### Task to complete:
Copy the data exactly. Images are the one exception.

[[ Supplied data open ]]

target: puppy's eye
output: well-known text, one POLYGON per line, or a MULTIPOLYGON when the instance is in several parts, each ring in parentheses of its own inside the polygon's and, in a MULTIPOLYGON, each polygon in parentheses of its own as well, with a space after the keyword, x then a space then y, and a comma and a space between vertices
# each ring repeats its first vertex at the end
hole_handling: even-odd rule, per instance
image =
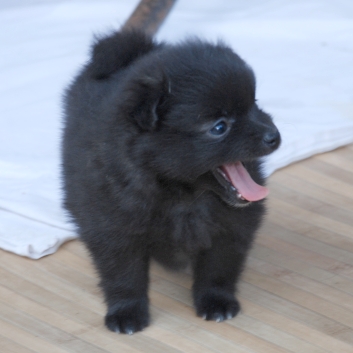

[[ Supplied data closed ]]

### Output of the task:
target: puppy's eye
output: well-known text, one POLYGON per line, or a MULTIPOLYGON when the instance is in several parts, each ring in parentheses of its own inside the polygon's and, in a MULTIPOLYGON, each polygon in parentheses of its own as well, with a space after the keyword, x then a space then y, and a comma and a space between vertices
# each ring repeats its first vertex at the end
hole_handling: even-odd rule, per instance
image =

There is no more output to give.